● **INFORMATION**:
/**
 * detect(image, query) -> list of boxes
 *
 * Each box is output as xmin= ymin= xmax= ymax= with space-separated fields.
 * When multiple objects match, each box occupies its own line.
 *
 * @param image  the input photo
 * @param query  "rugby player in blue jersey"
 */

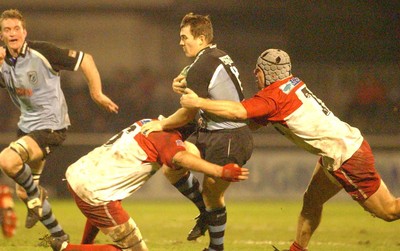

● **REQUIRED ACTION**: Using the data above, report the number of lines that contain the string "param", and only that number.

● **EXERCISE RESULT**: 2